■ YOUR OBJECTIVE ■
Word for word, write the records out again, but omit each picture.

----- RECORDS SHOWN

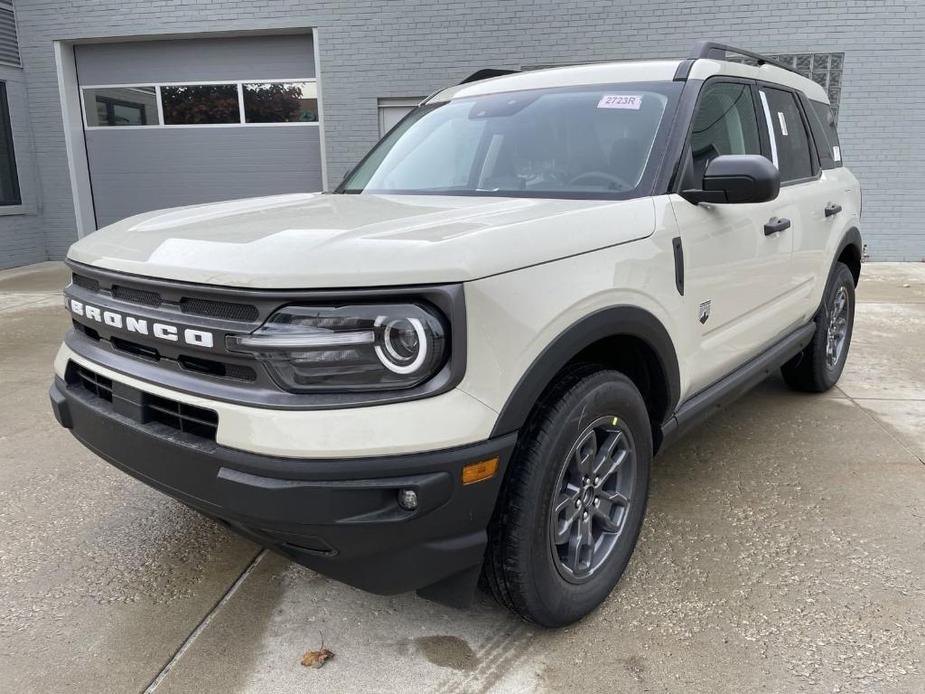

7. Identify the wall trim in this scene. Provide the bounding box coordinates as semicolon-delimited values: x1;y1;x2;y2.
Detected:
54;41;95;237
49;23;316;45
312;26;328;191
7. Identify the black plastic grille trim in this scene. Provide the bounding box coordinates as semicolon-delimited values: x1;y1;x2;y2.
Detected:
146;394;219;439
73;320;100;341
68;361;218;441
112;284;162;307
177;354;257;382
72;274;100;292
111;337;160;361
74;365;113;402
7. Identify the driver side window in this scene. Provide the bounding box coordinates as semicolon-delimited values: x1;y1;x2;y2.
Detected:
686;81;762;186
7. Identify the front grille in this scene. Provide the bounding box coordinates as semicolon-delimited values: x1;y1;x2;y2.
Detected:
68;362;218;441
71;272;260;322
65;264;280;397
180;297;259;322
69;271;263;384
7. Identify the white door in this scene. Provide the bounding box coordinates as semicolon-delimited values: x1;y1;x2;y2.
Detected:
775;93;852;309
671;79;795;394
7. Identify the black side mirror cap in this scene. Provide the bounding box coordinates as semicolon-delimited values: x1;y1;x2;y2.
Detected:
681;154;780;205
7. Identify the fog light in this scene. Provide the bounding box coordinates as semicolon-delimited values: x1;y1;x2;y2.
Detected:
397;488;418;511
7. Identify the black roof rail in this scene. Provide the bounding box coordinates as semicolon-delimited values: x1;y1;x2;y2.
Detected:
688;40;799;75
459;68;519;85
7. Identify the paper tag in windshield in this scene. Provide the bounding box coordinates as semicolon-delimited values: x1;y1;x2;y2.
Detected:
597;94;642;110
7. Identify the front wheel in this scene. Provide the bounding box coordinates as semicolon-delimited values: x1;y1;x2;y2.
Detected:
782;261;856;392
483;367;651;627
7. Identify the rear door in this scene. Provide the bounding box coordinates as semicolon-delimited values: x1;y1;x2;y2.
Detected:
757;85;831;321
796;97;854;298
670;79;795;393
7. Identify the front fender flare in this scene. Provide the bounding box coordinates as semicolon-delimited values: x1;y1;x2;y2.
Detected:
489;306;681;438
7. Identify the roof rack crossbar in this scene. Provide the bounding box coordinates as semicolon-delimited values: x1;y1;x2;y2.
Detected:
688;41;798;75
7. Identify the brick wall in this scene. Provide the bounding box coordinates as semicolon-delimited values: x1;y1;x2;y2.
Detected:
3;0;924;265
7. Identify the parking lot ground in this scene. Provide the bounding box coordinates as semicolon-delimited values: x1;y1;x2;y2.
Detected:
1;262;923;693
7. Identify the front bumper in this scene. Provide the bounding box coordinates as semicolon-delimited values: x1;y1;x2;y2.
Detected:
49;376;516;605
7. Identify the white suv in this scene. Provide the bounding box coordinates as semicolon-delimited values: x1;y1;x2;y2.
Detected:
50;42;861;626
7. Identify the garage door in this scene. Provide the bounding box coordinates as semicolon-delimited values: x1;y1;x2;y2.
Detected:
76;35;322;228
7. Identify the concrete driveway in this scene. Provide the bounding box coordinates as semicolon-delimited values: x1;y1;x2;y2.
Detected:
1;262;923;694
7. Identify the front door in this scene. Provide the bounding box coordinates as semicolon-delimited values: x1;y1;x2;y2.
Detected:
671;79;795;394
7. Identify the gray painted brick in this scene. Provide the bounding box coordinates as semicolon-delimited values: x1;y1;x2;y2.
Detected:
1;0;923;266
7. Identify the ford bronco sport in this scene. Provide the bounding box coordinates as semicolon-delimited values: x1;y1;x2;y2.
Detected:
50;41;861;627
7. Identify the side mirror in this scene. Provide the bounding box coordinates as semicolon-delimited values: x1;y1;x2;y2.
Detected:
681;154;780;205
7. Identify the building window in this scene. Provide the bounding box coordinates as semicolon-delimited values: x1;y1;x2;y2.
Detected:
81;79;319;128
0;2;21;68
243;82;318;123
0;82;20;205
378;98;422;137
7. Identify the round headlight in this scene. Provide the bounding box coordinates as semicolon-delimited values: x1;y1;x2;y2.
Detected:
375;316;428;374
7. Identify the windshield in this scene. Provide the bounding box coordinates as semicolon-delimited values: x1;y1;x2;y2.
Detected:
339;82;680;198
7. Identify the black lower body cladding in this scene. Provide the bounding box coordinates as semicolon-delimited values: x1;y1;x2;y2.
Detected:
49;376;516;606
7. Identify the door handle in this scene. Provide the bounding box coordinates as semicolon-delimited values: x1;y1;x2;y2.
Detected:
824;202;843;218
764;217;791;235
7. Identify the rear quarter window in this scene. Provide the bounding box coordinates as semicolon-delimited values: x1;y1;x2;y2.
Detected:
807;100;843;169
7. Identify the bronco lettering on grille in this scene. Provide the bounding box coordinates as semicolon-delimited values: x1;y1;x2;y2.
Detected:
68;298;215;349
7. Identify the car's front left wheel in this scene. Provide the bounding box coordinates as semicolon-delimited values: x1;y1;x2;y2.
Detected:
483;366;651;627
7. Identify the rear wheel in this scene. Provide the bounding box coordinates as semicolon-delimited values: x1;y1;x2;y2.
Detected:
781;261;855;392
484;367;651;627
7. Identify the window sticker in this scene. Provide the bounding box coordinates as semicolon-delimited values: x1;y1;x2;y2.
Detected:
777;111;789;136
597;94;642;110
832;145;841;162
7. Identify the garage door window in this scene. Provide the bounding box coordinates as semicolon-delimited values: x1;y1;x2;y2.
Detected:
243;82;317;123
161;84;239;125
84;86;159;126
82;80;318;128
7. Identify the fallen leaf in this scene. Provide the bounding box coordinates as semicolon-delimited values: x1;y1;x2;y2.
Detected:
301;647;335;669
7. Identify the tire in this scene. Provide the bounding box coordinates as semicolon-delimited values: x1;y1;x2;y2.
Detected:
781;261;855;393
483;366;652;627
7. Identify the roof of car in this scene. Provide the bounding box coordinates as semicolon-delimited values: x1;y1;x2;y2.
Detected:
429;57;828;105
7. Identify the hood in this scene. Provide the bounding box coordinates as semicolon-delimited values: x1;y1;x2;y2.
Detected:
67;193;656;288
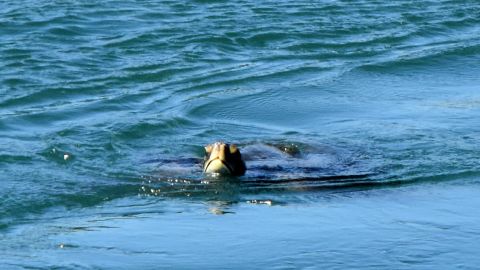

----------

■ THE ANSWER ■
7. Identify the wall trim in this scene. Provide the bounding box coordinates as semicolon-delimited values: x1;y1;x2;y2.
Detected:
54;41;95;237
49;23;316;45
312;26;328;191
7. Identify the black plastic grille trim in this scene. Provide the bounding box coordinates as semicolon-delimited values: x1;y1;x2;y2.
Detected:
146;394;219;439
73;320;100;341
68;361;218;441
112;284;162;307
177;354;257;382
72;274;100;292
111;337;160;361
74;365;113;402
7. Identify the driver side window in this scene. Provide the bounding box coordinates as semicolon-delimited values: x1;y1;x2;y2.
Detected:
686;81;762;186
7. Identify the front grille in this scene. Provide the bounding box coordinates as semicolon-delimited values: x1;y1;x2;y2.
Detected:
68;362;218;441
71;272;260;322
65;264;280;397
180;297;259;322
69;271;263;384
7. Identify the white door in this scene. Provide the bounding box coordinates as semicolon-delimited values: x1;y1;x2;y2.
Detected:
775;93;852;309
671;79;795;394
7. Identify the black side mirror cap in this scene. Provide the bounding box coordinates as semicolon-delimited values: x1;y1;x2;y2.
Detected:
681;154;780;205
7. Identify the fog light in this scene. Provide the bounding box coordinates as semicolon-delimited values: x1;y1;x2;y2.
Detected:
397;488;418;511
7. Identify the black roof rail in this scene. Provide the bounding box coordinates as semicolon-delimited values: x1;y1;x2;y2.
Detected:
688;40;799;75
459;68;519;85
7. Identify the paper tag in windshield in this scene. Provide the bounding box coordinates as semicolon-delimited values: x1;y1;x2;y2.
Detected:
597;94;642;110
7. Identify the front wheel in this scene. Provide the bounding box coordinates as semicolon-delimited values: x1;y1;x2;y2.
Detected:
782;261;856;392
483;367;651;627
7. Identify the rear door in this scene. Provide the bounding box coordinates as semicolon-delimited values: x1;y1;x2;y2.
Detected:
757;85;831;321
796;97;854;298
670;79;795;393
7. Identify the front fender flare in this scene. Provide the bounding box coordinates as semicolon-delimited values: x1;y1;x2;y2.
Detected:
489;306;681;438
7. Identify the roof rack crossbar in this scene. Provide the bounding box coordinates as semicolon-delimited values: x1;y1;x2;y2.
Detected:
688;41;798;75
7. Identify the brick wall in this scene. Provide the bounding box coordinates as semicolon-delimited values: x1;y1;x2;y2.
Detected:
3;0;924;265
7. Identify the parking lot ground in this scene. Provide the bounding box coordinates as semicolon-delimited values: x1;y1;x2;y2.
Detected:
1;262;923;693
7. Identify the front bumper in this scene. Provide the bounding box coordinates as semicolon-delimited values: x1;y1;x2;y2.
Detected:
49;376;516;605
7. Identify the white suv in this scene. Provide the bounding box coordinates as semicolon-delimited values: x1;y1;x2;y2.
Detected:
50;42;861;626
7. Identify the garage door in this scene. Provide the bounding box coordinates as semicolon-delimited values: x1;y1;x2;y2.
Detected:
76;35;322;228
7. Identify the concrete driveway in this scene. Provide the bounding box coordinates as semicolon-delimited values: x1;y1;x2;y2.
Detected:
1;262;923;694
7. Identify the front door in this scene. Provide the bounding box coordinates as semicolon-delimited values: x1;y1;x2;y2.
Detected:
671;79;795;394
7. Identify the gray painted brick in this scene. Provide the bounding box coordinates as semicolon-delimited values: x1;y1;x2;y2.
Detected:
1;0;923;266
7. Identify the ford bronco sport in this scene. Provide the bounding box coordinates as semicolon-delimited values: x1;y1;x2;y2.
Detected:
50;41;861;627
7. Identify the side mirror in this scene. Provide the bounding box coordinates as semicolon-delimited values: x1;y1;x2;y2.
Detected:
681;154;780;205
7. Identify the building window in this scene. Provide the bounding box coordinates as semicolon-delimited values: x1;y1;x2;y2.
Detected:
81;79;319;128
0;2;21;68
243;82;318;123
0;82;20;205
378;98;422;137
7. Identify the round headlight in this scene. Provide the bounding box coordinates as semicolon-delimited values: x1;y1;x2;y2.
Detected:
375;316;428;374
7. Identify the windshield in this scene. Provide the bounding box coordinates as semicolon-delimited values: x1;y1;x2;y2.
Detected:
339;82;680;198
7. Identify the black lower body cladding in this scene. Provide the bounding box coordinates as semicolon-delimited values: x1;y1;x2;y2.
Detected:
49;376;516;606
7. Identify the door handle in this scene. Provide the bounding box coordinates as semicolon-delimited values: x1;y1;x2;y2.
Detected:
824;202;843;218
764;217;791;235
7. Identify the rear quarter window in this scene. Provide the bounding box coordinates as semicolon-delimited values: x1;y1;x2;y2.
Detected:
807;100;843;169
7. Identify the bronco lettering on grille in this scene. Provide the bounding box coordinates as semicolon-delimited values: x1;y1;x2;y2.
Detected:
68;298;215;349
7. Identify the car's front left wheel in this scene. Provide the bounding box coordinates as semicolon-delimited values: x1;y1;x2;y2.
Detected:
483;366;651;627
7. Identify the rear wheel in this scene. Provide the bounding box coordinates as semicolon-delimited values: x1;y1;x2;y2.
Detected:
781;261;855;392
484;367;651;627
7. Identify the window sticker in this scene. Provide the bounding box coordinates as semicolon-delimited values: x1;y1;x2;y2.
Detected:
777;111;789;136
597;94;642;110
832;145;841;162
7. Identify the garage door window in this scene. Provide the bounding box coordinates as semicolon-delimited values: x1;y1;x2;y2.
Detected:
243;82;317;123
161;84;239;125
84;86;159;126
82;80;318;128
7. Identify the fallen leaf in this scene. Provide the bounding box coordinates as semicolon-delimited values: x1;y1;x2;y2.
Detected:
301;647;335;669
7. Identify the tire in this scene. Provide the bounding box coordinates as semicolon-delimited values: x1;y1;x2;y2.
Detected:
781;261;855;393
483;366;652;627
7. Identify the roof of car in this scene. Provide the bounding box coordinates as semicolon-delimited values: x1;y1;x2;y2.
Detected:
429;57;828;105
7. Identify the hood in this scene. Provide the bounding box coordinates as semicolon-delimited values: x1;y1;x2;y2.
Detected:
67;193;656;288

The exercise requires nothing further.